= The request =
Which lines in the rows below contain the string "gray"? Collect every such line, treating uppercase and lowercase as different.

===== Data extract =====

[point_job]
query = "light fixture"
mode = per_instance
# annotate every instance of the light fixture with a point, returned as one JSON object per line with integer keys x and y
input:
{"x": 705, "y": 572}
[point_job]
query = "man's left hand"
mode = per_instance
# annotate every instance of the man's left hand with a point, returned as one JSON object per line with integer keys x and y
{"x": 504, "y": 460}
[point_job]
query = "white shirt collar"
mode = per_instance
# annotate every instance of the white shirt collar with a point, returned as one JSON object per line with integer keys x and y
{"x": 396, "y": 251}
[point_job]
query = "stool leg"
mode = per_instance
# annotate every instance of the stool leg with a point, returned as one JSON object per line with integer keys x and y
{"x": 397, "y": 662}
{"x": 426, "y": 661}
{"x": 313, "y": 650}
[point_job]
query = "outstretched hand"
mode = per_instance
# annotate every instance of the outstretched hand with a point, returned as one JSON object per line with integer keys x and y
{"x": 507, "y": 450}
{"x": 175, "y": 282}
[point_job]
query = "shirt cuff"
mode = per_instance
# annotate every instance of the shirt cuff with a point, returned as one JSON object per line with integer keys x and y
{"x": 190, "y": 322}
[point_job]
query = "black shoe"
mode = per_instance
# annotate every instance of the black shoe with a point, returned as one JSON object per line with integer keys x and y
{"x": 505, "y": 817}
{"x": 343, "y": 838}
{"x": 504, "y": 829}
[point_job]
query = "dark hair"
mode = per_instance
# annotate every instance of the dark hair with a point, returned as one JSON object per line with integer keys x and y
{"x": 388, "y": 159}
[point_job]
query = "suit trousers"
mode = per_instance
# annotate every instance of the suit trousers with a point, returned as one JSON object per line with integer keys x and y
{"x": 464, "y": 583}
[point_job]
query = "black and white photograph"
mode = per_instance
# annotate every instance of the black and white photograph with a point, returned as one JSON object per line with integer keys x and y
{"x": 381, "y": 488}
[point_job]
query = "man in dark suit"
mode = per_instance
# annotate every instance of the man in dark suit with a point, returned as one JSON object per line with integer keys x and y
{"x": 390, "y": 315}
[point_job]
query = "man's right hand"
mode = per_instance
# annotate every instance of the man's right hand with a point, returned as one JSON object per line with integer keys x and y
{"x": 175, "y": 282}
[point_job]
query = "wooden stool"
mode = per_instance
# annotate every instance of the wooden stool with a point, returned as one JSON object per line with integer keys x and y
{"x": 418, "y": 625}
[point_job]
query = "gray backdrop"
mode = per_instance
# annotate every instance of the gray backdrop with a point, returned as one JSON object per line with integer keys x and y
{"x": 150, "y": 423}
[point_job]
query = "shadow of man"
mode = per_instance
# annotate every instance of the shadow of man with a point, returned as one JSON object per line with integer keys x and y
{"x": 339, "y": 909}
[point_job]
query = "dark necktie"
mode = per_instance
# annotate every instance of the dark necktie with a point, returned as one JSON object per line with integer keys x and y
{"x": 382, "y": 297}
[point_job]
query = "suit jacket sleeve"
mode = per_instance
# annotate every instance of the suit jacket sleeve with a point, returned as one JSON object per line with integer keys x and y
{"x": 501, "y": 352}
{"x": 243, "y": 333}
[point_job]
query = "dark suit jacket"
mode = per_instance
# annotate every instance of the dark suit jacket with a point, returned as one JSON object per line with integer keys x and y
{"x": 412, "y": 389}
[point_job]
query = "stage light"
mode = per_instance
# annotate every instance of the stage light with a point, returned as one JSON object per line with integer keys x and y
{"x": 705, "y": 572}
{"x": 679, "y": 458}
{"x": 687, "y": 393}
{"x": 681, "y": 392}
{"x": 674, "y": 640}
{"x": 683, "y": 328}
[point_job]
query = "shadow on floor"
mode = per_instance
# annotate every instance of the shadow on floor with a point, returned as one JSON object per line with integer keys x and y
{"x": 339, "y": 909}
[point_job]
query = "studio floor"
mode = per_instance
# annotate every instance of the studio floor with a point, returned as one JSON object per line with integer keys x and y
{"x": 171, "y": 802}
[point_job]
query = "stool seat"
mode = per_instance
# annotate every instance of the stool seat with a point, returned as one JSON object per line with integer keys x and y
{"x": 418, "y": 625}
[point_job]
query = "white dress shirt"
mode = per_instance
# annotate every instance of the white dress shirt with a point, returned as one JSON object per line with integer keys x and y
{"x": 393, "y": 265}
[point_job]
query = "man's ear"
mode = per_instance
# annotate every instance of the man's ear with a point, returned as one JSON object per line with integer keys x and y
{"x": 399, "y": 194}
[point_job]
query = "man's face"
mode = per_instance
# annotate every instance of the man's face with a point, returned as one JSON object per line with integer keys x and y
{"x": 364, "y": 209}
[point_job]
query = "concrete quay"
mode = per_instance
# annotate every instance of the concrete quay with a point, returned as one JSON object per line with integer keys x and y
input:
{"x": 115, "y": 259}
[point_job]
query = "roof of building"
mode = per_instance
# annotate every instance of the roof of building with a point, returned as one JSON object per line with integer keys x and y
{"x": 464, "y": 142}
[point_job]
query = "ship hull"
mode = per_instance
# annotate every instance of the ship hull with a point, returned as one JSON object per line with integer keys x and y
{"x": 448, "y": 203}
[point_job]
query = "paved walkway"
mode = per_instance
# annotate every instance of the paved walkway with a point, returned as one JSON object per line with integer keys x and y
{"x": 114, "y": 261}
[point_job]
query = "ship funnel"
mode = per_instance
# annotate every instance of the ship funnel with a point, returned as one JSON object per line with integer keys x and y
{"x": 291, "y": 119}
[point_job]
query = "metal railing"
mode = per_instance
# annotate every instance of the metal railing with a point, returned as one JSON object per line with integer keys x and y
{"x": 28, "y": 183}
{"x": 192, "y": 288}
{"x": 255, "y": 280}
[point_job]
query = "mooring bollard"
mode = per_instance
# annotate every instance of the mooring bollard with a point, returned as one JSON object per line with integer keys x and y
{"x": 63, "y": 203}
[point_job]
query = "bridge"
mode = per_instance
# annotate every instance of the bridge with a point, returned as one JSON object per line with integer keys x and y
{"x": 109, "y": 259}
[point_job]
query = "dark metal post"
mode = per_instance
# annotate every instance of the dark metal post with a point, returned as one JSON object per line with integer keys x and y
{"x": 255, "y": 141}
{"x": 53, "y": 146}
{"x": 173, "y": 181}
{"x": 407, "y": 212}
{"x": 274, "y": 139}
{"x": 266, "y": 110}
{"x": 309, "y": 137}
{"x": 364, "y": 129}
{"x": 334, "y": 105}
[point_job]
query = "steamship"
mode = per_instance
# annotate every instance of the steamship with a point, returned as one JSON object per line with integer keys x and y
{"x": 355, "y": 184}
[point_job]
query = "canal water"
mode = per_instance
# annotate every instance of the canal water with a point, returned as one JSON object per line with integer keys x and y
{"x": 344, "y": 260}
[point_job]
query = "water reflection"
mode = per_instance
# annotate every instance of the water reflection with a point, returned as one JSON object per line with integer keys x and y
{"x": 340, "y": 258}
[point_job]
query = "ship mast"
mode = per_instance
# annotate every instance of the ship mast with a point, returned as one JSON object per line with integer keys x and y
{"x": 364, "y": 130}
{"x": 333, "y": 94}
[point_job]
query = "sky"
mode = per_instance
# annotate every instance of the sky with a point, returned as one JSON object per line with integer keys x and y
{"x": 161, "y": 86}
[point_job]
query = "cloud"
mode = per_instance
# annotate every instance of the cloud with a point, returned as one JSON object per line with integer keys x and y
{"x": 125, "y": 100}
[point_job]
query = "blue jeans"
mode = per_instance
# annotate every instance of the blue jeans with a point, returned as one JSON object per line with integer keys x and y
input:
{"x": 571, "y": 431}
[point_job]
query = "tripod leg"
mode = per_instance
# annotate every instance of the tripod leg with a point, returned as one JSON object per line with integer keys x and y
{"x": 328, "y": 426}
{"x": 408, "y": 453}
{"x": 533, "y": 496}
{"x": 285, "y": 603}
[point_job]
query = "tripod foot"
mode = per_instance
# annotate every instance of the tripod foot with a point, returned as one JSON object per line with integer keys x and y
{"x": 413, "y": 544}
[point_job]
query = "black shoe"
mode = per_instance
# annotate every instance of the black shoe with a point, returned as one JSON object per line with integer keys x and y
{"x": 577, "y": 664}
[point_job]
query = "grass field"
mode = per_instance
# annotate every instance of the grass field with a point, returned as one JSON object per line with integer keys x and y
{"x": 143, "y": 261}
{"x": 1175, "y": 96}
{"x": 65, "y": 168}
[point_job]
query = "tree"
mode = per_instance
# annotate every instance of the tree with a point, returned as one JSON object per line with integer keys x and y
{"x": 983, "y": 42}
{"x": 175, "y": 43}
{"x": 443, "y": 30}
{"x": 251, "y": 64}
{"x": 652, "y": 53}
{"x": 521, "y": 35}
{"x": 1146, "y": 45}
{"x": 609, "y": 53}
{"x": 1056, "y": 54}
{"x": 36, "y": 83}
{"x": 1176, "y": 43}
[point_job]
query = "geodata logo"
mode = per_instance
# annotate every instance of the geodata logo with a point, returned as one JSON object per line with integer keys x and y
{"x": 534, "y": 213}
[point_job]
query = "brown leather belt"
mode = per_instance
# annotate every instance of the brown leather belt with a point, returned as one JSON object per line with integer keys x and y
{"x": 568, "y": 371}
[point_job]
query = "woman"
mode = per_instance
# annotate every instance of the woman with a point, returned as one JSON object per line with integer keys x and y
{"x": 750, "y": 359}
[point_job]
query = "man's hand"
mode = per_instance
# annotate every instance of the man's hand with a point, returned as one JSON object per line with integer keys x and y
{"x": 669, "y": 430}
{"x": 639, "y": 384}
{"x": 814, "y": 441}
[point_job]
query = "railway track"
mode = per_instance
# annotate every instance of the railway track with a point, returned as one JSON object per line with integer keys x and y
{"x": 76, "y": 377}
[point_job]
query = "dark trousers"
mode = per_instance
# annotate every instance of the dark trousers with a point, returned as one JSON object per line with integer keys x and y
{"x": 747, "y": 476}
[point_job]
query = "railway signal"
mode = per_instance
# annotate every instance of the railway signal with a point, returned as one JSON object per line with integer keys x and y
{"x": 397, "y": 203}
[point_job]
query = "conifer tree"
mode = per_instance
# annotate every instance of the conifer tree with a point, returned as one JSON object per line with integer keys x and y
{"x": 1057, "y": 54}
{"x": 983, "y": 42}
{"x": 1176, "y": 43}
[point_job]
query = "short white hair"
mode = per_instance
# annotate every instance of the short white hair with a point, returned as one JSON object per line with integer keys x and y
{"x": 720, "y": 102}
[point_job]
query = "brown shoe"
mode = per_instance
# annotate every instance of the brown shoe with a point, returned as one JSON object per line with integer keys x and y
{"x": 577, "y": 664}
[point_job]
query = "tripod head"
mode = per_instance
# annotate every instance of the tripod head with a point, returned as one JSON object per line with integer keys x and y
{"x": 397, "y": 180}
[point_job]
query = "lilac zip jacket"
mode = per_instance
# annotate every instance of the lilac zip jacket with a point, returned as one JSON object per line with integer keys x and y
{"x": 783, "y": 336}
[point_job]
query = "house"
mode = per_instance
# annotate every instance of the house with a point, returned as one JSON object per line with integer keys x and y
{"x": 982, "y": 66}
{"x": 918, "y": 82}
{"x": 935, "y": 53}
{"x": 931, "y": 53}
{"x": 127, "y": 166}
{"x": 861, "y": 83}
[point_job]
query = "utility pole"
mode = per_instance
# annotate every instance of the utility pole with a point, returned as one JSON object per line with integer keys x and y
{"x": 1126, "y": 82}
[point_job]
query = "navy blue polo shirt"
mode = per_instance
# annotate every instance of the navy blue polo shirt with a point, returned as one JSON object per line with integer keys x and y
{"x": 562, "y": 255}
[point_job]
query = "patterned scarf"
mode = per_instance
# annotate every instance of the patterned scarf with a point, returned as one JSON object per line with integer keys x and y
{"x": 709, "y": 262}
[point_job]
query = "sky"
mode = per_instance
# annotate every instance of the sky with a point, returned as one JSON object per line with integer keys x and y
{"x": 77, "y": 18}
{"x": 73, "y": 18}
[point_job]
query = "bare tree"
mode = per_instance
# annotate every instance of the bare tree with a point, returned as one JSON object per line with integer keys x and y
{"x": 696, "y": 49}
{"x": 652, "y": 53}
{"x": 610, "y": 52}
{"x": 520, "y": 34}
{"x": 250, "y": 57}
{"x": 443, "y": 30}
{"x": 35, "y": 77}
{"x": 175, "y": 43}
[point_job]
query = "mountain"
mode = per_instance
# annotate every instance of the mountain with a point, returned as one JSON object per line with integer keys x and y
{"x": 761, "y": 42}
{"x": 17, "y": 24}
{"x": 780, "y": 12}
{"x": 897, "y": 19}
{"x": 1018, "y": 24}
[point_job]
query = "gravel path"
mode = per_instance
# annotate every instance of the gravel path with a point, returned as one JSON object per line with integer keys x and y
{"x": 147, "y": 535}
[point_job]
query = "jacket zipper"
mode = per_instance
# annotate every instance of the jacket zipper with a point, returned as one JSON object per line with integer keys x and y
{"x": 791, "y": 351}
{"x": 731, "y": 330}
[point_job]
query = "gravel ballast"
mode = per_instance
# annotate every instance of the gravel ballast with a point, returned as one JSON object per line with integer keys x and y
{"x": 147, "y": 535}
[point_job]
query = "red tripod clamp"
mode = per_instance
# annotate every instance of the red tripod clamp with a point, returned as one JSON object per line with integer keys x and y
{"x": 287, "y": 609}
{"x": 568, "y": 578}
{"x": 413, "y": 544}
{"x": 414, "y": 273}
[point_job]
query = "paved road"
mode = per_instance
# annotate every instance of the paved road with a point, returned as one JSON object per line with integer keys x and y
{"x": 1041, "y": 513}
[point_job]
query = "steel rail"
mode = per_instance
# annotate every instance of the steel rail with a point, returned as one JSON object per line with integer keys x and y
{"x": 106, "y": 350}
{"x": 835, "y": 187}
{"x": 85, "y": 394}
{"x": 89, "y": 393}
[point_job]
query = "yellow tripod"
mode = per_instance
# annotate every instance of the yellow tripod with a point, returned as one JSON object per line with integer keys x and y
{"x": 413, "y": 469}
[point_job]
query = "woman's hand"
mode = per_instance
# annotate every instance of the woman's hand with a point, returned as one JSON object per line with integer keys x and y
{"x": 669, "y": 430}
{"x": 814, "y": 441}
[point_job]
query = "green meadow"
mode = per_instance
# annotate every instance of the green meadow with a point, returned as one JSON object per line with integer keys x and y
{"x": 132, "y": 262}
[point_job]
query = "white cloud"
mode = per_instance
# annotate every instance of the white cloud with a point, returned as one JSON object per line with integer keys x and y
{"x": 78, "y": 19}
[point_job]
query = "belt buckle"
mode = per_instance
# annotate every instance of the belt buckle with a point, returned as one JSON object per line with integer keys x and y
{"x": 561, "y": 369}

=====

= The result =
query = "gray backdrop"
# annotate every instance of the gray backdrop with a point, returned as one JSON object per line with integer keys x and y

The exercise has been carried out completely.